### EXTRACT TO READ:
For many parents of young babies, it's often the million dollar question, how can I get him or her to sleep through the night?
Is it something I'm doing wrong? Is it something I can fix? How are all the parents I know getting a full night's sleep?
It turns out, you're not doing anything wrong, and it's completely normal.
In fact, if you’re baby doesn’t sleep through the night, it might actually be a good thing.
Professor Peter Fleming who specialises in developmental psychology at the University of Bristol told Buzzfeed that babies are not designed to sleep for long periods, and it's normal for them to wake.
"It's not good for them, and there is absolutely no evidence whatsoever that there is any benefit to anybody from having a child that sleeps longer and consistently.
"That's not perhaps what most parents would like to hear."
Typically babies sleep during the day and want to be awake the most from 6pm to midnight.
Professor Fleming explains that there’s a very clever reason why babies wake through the night.
"Biologically that's a big advantage because they will have more attention from their two primary caregivers at that time of day than at any other, because there are fewer distractions.
"From a biological point of view what the baby is doing is completely normal and sensible. It just doesn't fit in with our 21st-century expectations."
Professor Fleming makes the connection between very high levels of developmental and intellectual achievement and not sleeping throughout the night.
Since time immemorial, he explains, babies have never slept through the night.
"If we go back to evolutionary history of humans, babies spent all their time in close and continual contact with their mum, they get carried around everywhere.
"I've done quite a lot of work in Africa and in various other places and babies are carried around with their mother all the time. They're asleep when they need to sleep and they're awake when they need to be awake, but they're constantly with their mother and that facilitates breastfeeding.

### QUESTIONS:
(1) In the article on babies waking at night, which university is Professor Peter Fleming with?
(2) Please carry on the article about babies waking at night, picking up right after its last sentence.

### DATA TO EXAMINE:

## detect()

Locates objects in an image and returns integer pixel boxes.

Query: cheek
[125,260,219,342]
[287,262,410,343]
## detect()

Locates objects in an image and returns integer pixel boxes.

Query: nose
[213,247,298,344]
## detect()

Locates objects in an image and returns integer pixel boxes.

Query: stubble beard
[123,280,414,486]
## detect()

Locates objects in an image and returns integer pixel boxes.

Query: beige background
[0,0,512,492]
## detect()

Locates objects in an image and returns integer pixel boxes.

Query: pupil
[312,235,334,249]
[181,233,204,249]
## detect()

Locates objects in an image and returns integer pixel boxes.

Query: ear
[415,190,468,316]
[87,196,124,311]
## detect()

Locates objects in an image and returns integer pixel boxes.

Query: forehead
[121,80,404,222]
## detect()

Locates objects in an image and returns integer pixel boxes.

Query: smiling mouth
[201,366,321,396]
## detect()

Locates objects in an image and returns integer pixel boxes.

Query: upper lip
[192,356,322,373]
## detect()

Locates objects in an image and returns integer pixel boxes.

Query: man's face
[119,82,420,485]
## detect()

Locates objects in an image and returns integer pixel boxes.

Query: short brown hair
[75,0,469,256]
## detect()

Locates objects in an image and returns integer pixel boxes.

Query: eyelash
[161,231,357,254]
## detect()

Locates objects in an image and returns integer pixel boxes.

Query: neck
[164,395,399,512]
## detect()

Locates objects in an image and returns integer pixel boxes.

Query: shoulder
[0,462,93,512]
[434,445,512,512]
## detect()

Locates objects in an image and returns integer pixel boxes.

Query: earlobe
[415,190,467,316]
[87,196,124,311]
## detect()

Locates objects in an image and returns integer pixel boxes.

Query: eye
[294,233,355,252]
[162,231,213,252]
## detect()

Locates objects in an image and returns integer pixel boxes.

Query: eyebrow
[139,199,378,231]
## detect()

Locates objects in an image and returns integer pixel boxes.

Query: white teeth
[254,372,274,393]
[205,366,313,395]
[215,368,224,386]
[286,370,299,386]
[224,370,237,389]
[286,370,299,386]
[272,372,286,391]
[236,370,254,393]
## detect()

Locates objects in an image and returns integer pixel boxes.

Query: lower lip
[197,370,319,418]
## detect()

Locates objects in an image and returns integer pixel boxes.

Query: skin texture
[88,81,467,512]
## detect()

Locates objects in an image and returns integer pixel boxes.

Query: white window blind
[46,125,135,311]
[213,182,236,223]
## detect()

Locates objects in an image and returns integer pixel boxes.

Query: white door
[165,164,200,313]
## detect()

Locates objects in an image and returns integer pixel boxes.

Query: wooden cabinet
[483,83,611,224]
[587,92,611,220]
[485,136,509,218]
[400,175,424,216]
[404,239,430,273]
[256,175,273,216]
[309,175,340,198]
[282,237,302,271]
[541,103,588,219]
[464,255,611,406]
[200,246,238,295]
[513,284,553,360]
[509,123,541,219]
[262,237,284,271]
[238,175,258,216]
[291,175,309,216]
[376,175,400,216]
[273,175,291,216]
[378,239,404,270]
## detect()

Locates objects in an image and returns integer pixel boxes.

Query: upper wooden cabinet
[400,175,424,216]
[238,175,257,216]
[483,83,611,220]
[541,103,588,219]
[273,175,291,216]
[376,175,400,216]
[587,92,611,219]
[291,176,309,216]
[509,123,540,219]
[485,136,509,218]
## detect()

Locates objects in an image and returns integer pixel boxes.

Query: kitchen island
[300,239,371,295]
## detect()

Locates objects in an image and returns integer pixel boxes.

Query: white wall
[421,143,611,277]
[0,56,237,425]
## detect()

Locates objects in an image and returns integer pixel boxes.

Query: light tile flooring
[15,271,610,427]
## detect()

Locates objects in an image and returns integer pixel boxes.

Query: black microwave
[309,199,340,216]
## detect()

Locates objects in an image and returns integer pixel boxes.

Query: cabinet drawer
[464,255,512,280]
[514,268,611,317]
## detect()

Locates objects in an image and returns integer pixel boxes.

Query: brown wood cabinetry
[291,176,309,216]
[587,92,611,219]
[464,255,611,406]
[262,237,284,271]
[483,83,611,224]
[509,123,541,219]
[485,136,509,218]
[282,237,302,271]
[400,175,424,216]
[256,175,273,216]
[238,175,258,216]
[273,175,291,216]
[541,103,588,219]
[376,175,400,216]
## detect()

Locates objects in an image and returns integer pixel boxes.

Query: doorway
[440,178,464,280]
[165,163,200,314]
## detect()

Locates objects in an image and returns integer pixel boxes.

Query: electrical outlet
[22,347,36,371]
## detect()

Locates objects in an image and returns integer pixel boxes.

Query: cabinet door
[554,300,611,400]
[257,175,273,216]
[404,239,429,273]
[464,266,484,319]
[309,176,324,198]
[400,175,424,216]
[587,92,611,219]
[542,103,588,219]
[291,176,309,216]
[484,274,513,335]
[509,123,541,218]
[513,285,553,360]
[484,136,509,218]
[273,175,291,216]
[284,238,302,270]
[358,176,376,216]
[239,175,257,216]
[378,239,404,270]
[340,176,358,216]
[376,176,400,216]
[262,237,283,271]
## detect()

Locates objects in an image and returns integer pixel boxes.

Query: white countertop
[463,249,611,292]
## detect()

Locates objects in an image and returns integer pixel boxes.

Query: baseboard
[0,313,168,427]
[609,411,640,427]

### RESPONSES:
(1) The University of Bristol.

(2)
"If the baby is constantly with mum, the idea that they need to sleep for long periods of time doesn't really arise. In most parts of the world and most infants on this planet, that is still the case."
Professor Fleming says biological sleep patterns can't suddenly be changed just because the modern world operates to a different schedule than humans did thousands of years ago.
Fleming said: "One needs to remember that society changes faster than biology. A biological pattern that's taken half a million years to develop can't just be suddenly ignored and turned around. Particularly when there's no advantage in doing so."
There is evidence to show a higher risk of sudden infant death syndrome among babies that are kept in separate rooms, he says.
And co-sleeping – a parent sleeping beside their baby – is the option that the majority of parents across the world choose.
"The idea that sharing a sleep surface with your baby is in anyway wrong, abnormal or peculiar is just nonsense," he says. "Most people in the world would see that view as bizarre – 90pc of the human infants on this planet sleep that way every night and over the half a million years of human evolution that's been the norm."